-- start of PROVIDED PASSAGE --
= TAG Body Spray =

Defunct Deodorant Brand

TAG Body Spray was manufactured by TAG Fragrance Company, a subsidiary of Procter & Gamble. It was first released in 2005. From 2005 to 2007, TAG Fragrance Company was part of Global Gillette, until Gillette was bought out by Procter & Gamble and dissolved. In 2016, My Imports USA acquired the TAG brand from Procter & Gamble. My Imports USA planned to launch new TAG items in early 2017. In 2024, TAG returned to shelves at Dollar Tree stores in North America.

==History==
TAG is a re-incarnation of Right Guard Body Spray, released in 2002. Right Guard Body Spray was discontinued after several months due to very low sales. Gillette then spent the next few years trying to find how to successfully market a body spray for teenage boys. As a result of their research, TAG was released in the beginning of 2005. Gillette decided not to include any sign that Gillette manufactured the product on the product itself or in the advertising. It was decided that Gillette's reputation from its other products would detract from the sale of TAG.
-- end of PROVIDED PASSAGE --
-- WRITTEN REQUEST --
Tell whether each statement agrees with the TAG Body Spray text. Answer yes or no, and quote the words of the text that decide it.
1. TAG Body Spray first came out in 2005.
2. My Imports USA bought the TAG brand from Gillette.
3. Gillette's name appeared on TAG products and in their advertising.
-- start of SUPPLIED DATA --
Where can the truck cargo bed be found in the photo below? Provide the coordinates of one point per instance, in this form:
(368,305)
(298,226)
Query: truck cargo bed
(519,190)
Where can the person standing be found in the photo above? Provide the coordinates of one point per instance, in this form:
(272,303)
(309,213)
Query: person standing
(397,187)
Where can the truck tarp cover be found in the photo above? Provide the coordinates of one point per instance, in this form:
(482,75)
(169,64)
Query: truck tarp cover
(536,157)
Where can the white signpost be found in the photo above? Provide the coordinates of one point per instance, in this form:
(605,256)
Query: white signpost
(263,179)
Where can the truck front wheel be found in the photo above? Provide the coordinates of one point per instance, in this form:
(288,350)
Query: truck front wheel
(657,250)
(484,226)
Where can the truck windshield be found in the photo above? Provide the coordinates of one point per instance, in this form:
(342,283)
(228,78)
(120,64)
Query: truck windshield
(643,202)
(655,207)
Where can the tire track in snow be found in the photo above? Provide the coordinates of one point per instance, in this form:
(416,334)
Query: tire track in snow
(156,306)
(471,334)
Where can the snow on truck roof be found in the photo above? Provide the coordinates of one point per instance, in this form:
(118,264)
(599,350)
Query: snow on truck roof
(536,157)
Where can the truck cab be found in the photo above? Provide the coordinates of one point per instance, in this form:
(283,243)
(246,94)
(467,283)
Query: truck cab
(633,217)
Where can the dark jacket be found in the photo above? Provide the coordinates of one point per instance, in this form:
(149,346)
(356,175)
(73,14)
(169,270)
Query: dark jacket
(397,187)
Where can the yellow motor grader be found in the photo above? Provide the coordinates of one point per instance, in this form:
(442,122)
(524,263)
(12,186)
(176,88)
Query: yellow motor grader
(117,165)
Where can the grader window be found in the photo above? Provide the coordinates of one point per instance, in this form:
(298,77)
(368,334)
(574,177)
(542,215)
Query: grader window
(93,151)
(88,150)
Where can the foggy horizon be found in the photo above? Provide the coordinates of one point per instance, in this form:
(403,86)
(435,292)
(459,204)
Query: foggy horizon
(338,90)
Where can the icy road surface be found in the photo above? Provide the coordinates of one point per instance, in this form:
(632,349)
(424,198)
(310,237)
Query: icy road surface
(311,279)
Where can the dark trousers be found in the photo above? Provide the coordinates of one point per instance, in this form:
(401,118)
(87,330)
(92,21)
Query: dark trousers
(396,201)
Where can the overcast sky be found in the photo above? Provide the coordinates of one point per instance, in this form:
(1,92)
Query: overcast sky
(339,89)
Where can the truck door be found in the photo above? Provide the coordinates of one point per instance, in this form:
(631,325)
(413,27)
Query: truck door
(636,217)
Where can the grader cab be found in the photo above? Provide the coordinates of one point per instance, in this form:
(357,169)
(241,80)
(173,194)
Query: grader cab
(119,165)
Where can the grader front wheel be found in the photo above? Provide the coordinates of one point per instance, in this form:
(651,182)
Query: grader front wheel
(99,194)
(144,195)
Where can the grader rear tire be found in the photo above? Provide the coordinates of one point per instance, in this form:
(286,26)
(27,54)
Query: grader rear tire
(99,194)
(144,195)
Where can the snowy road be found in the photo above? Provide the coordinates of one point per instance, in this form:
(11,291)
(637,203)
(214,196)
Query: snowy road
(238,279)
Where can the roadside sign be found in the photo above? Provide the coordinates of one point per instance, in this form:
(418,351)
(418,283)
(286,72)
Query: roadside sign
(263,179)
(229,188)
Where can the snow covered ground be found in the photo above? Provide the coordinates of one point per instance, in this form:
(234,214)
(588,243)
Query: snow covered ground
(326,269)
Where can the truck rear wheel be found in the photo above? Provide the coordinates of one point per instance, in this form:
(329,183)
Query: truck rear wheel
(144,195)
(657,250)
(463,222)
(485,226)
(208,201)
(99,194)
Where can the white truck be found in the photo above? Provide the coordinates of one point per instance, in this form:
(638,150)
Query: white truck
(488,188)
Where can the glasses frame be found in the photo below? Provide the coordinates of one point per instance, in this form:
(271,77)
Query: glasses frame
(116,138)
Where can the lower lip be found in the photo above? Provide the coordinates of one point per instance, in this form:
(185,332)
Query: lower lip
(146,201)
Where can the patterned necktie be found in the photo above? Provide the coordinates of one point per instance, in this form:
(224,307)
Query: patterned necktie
-- end of SUPPLIED DATA --
-- RESPONSE BELOW --
1. Yes: "It was first released in 2005."
2. No: "In 2016, My Imports USA acquired the TAG brand from Procter & Gamble."
3. No: "Gillette decided not to include any sign that Gillette manufactured the product on the product itself or in the advertising."